When you reply, transcribe every line of the data below exactly.

The input below:

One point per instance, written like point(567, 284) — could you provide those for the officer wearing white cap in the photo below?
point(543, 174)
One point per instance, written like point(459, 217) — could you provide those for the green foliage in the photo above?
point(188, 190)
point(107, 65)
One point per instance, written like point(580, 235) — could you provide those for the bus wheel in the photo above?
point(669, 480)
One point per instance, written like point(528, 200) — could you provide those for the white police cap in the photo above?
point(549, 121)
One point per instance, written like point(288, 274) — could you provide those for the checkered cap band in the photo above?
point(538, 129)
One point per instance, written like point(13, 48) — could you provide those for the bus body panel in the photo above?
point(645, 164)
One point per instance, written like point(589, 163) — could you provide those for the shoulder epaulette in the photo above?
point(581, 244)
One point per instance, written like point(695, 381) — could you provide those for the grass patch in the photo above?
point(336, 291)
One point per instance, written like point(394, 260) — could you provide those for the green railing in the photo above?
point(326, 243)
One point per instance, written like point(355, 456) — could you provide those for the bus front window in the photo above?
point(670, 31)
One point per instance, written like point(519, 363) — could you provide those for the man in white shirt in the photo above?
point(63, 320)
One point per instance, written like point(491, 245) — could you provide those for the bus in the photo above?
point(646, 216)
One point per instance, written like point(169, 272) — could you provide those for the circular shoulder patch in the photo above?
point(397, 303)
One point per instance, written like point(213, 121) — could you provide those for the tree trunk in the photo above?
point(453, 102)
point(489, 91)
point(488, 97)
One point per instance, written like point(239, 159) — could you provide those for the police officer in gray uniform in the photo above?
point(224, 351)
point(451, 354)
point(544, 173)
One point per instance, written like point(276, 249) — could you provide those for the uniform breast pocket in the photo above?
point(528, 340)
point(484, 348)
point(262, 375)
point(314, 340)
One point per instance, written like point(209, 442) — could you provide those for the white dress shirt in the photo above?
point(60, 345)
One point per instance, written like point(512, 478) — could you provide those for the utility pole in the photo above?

End of The input.

Result of this exercise:
One point per instance, written like point(567, 284) — could you provide those for the officer wearing white cap in the photo below?
point(543, 174)
One point per instance, written like point(459, 217) — could you provide those for the green foliage in the photo above?
point(188, 190)
point(107, 65)
One point per instance, written like point(580, 235) — could you provide those for the bus wheel in the photo above?
point(669, 480)
One point per instance, written like point(528, 200) — could you provide those for the white police cap in the photo above?
point(549, 121)
One point per instance, written like point(288, 274) — could you provide those for the checkered cap band in the photo above?
point(538, 129)
One point per instance, written like point(13, 48) — could you provide those for the bus body panel in the photo above?
point(645, 164)
One point per instance, written like point(589, 163) — could you provide those for the shoulder epaulette in the photo above?
point(581, 244)
One point per instance, written like point(695, 381) — could you provide those for the grass patch in the photo above?
point(336, 291)
One point per instance, written like point(394, 260) — could you provide those for the green railing in the photo above?
point(326, 243)
One point per instance, written like point(355, 456) — could you provide those for the bus front window in the photo above?
point(670, 31)
One point per instance, written like point(519, 363) — could you provide those for the man in white shirt in the photo above?
point(63, 320)
One point per instance, written like point(491, 245) — could you provide those for the bus in the photo above?
point(646, 216)
One point per instance, written like point(169, 272) — could you provide those for the circular shoulder patch in the photo above?
point(397, 303)
One point per instance, written like point(213, 121) — could you provide those for the tree trunk in the photo above?
point(453, 102)
point(489, 91)
point(488, 97)
One point per instance, written like point(239, 159) — could you provide those for the police officer in gray uniform in the photo above?
point(224, 351)
point(451, 354)
point(544, 173)
One point per instance, written like point(276, 249) — could you provide those for the uniform breast pocket in the photo above?
point(528, 340)
point(484, 348)
point(262, 375)
point(314, 340)
One point per instance, written like point(209, 442) — could you provide those for the white dress shirt in the photo above?
point(60, 345)
One point per instance, written like point(512, 478) — could you provide those for the utility pole in the photo above?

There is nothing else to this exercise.